* [Record list]
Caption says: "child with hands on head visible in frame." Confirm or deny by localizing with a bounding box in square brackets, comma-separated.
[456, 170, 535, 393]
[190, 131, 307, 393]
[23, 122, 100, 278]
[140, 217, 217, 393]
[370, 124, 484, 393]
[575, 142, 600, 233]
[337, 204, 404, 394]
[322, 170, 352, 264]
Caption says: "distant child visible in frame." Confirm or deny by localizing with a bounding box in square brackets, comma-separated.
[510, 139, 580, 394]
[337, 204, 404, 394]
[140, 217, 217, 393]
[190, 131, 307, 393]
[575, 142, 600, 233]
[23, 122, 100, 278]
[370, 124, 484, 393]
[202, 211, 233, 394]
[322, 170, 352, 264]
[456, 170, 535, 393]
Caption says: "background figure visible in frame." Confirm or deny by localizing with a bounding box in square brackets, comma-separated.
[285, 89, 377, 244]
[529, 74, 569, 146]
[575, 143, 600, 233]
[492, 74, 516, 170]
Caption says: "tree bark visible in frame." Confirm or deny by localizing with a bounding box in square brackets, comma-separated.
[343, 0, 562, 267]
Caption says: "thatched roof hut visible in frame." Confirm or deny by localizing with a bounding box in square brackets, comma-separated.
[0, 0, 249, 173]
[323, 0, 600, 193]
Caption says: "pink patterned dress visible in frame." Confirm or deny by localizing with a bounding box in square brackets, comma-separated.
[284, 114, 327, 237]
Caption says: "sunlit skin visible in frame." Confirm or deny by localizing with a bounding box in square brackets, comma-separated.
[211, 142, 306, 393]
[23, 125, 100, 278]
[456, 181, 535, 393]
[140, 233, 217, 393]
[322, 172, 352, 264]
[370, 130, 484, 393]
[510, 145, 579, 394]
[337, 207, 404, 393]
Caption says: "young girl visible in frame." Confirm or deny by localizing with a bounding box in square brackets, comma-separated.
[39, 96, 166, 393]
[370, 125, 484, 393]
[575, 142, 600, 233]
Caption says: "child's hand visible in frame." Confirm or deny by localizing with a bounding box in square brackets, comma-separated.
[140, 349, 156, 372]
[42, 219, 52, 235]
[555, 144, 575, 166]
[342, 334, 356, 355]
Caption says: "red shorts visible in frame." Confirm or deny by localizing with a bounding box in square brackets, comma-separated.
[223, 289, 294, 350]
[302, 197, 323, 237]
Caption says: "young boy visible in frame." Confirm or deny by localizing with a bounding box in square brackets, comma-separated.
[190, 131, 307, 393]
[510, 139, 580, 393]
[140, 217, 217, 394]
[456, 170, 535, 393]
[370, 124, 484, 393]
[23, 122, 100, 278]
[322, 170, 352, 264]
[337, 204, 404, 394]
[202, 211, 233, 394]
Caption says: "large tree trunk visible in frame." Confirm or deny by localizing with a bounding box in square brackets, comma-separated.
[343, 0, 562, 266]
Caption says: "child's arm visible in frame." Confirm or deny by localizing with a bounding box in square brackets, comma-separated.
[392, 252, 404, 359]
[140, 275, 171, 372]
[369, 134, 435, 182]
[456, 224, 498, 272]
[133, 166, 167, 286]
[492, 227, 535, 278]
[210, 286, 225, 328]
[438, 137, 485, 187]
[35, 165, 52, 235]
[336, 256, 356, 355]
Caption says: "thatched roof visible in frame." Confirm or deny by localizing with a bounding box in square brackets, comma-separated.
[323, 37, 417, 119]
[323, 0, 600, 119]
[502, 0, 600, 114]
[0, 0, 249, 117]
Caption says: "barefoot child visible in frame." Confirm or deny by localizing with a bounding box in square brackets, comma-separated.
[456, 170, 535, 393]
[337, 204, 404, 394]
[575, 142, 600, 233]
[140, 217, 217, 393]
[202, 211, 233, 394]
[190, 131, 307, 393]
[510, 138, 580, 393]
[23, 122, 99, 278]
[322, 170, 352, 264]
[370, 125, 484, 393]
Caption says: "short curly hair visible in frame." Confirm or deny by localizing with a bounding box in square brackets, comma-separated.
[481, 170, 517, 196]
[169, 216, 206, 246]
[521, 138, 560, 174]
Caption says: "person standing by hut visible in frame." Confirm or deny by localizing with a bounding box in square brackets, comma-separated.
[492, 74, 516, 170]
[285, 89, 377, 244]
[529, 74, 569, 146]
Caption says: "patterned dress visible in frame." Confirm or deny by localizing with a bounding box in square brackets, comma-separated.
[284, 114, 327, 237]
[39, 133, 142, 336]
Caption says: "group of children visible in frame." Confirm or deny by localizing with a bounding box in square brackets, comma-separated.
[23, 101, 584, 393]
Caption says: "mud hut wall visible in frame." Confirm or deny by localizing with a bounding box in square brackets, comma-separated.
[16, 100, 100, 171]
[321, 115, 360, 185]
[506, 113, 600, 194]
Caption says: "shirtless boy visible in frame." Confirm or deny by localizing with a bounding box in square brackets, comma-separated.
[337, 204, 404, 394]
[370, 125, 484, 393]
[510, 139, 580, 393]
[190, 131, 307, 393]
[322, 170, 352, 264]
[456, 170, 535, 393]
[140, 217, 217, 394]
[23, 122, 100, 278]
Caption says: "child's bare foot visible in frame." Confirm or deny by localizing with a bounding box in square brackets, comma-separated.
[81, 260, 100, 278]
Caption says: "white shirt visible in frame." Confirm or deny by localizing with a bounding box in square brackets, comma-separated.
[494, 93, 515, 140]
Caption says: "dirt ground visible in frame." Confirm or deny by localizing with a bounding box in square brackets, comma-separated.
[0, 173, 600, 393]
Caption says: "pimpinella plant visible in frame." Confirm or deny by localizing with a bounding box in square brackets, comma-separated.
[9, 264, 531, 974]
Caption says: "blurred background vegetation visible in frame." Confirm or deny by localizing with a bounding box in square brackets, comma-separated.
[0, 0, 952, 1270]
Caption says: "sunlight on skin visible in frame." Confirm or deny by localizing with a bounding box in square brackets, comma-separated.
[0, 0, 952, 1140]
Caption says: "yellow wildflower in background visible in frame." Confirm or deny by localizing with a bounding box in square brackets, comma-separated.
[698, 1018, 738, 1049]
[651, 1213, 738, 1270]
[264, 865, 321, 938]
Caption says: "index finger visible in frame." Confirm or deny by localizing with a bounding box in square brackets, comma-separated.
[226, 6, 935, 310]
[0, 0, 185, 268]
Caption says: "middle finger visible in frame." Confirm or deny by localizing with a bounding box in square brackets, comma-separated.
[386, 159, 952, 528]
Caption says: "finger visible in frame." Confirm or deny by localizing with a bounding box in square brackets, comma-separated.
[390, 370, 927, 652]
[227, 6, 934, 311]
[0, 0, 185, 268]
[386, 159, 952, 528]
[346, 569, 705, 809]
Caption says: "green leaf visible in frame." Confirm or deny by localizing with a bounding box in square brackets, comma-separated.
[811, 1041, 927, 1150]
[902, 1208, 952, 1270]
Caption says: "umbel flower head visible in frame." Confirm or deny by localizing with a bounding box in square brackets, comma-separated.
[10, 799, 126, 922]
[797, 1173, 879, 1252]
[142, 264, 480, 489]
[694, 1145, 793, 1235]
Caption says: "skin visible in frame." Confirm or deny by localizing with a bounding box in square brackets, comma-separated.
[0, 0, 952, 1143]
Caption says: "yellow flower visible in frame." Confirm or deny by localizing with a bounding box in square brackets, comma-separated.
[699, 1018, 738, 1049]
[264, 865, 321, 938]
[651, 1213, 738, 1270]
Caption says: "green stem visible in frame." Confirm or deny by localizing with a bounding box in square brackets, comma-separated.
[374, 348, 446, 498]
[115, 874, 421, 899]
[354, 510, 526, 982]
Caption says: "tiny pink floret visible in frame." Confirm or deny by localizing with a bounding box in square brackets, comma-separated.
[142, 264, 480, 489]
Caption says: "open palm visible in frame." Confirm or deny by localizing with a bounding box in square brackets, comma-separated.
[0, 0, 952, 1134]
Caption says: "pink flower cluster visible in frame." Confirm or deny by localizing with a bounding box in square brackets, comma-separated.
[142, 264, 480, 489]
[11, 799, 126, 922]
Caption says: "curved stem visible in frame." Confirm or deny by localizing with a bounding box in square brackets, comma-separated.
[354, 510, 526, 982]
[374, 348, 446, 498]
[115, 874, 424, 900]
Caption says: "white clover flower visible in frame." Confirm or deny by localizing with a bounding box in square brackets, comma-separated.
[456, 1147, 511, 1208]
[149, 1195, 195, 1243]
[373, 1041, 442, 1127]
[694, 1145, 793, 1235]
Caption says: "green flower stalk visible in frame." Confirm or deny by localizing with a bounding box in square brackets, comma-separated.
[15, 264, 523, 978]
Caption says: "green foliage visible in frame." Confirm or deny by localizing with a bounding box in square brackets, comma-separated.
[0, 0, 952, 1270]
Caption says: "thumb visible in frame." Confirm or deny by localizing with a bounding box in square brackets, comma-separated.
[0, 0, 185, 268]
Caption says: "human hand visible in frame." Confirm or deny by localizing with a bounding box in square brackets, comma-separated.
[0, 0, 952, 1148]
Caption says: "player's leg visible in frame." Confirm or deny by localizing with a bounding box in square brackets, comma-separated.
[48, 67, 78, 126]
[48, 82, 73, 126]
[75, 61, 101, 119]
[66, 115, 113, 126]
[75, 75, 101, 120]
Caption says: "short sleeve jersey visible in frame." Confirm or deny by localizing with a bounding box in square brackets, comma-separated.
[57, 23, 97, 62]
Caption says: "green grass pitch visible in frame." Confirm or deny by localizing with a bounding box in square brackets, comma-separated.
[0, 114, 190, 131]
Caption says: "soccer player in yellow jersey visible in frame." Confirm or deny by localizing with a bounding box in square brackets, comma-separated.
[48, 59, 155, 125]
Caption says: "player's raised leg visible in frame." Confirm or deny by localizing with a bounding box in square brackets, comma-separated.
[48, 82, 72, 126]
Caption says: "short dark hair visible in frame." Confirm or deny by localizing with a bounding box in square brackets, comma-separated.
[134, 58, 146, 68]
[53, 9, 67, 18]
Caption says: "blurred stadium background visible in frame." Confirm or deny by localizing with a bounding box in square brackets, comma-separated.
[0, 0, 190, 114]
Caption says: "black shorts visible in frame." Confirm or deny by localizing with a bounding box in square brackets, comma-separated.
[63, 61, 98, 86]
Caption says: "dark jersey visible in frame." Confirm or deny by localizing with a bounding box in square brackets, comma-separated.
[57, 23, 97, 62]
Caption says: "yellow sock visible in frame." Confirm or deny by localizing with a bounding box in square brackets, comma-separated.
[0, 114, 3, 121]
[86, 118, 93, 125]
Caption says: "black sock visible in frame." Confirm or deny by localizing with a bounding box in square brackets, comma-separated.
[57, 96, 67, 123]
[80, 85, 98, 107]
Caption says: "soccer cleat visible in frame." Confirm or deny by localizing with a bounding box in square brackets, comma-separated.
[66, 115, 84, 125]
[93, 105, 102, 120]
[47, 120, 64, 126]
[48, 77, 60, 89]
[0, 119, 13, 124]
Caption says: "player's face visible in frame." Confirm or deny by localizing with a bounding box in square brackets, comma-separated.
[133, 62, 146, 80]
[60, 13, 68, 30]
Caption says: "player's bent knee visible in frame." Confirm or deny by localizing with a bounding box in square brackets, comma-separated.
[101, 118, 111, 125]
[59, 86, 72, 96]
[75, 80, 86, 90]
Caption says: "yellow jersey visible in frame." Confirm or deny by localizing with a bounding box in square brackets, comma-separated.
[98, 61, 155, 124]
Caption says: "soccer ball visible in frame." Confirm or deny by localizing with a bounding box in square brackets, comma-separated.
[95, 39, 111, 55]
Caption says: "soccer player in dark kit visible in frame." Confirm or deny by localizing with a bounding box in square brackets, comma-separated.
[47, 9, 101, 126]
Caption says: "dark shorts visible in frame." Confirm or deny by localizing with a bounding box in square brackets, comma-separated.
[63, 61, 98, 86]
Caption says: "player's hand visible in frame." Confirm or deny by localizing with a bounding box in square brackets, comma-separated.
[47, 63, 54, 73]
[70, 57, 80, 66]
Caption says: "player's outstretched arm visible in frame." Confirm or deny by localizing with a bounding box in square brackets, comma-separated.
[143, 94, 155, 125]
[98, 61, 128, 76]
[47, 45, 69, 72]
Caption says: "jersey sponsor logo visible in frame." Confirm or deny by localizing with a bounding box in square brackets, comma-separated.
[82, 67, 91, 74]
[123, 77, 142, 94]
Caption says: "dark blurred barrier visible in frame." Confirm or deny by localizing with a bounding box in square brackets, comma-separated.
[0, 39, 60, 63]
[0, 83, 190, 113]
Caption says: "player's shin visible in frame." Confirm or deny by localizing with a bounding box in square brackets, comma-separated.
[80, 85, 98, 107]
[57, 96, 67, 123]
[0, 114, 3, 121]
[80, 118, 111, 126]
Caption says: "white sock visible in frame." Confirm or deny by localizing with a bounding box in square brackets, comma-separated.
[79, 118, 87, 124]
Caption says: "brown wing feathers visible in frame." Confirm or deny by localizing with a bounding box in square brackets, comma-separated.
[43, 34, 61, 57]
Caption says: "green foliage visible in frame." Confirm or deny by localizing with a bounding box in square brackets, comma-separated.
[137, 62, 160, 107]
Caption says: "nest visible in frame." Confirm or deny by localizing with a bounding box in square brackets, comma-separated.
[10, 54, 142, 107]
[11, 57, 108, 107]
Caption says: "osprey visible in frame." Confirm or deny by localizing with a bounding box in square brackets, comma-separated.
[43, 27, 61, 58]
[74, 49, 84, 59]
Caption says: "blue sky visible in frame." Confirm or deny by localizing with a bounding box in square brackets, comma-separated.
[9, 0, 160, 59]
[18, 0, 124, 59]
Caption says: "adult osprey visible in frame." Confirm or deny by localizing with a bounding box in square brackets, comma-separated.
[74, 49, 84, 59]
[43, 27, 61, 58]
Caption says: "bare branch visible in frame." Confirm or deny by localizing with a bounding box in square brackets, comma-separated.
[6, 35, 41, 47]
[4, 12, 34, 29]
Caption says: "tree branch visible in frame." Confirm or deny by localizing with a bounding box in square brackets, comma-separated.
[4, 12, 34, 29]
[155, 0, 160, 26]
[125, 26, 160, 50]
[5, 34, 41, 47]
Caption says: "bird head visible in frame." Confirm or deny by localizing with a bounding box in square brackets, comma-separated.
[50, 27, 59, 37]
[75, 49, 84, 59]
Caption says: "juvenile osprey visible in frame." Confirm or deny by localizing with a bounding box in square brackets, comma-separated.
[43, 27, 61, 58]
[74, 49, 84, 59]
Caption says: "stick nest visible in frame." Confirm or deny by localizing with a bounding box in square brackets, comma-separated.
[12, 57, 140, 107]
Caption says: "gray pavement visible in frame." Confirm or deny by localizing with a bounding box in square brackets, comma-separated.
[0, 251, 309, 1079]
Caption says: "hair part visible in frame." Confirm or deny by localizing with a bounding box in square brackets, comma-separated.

* [Your instructions] Rewrite the items from the start through the line containing "[343, 0, 562, 267]", replacing "Confirm or deny" with "Verify or refute" and leaving everything else unchanged.

* [Result for this task]
Caption says: "child with hands on head visible in frame." Verify or refute by localizing with a bounding box in square brackets, comma-separated.
[456, 170, 535, 393]
[190, 131, 307, 393]
[23, 122, 100, 278]
[140, 217, 217, 393]
[370, 124, 484, 393]
[575, 142, 600, 233]
[337, 204, 404, 394]
[322, 170, 352, 264]
Caption says: "distant child visible in frame." Verify or refute by localizing with a bounding box in square brackets, comma-separated.
[510, 139, 580, 394]
[337, 204, 404, 394]
[140, 217, 217, 393]
[190, 131, 307, 393]
[575, 142, 600, 233]
[23, 122, 100, 278]
[370, 124, 484, 393]
[202, 211, 233, 394]
[322, 170, 352, 264]
[456, 170, 535, 393]
Caption says: "background figure visible in frame." Verify or refute by localizing with a bounding box in square brackets, comma-separated.
[285, 89, 377, 244]
[529, 74, 569, 146]
[575, 143, 600, 233]
[492, 74, 516, 170]
Caption says: "tree bark visible in frame." Verify or refute by localizing with a bounding box in square brackets, comma-separated.
[343, 0, 562, 267]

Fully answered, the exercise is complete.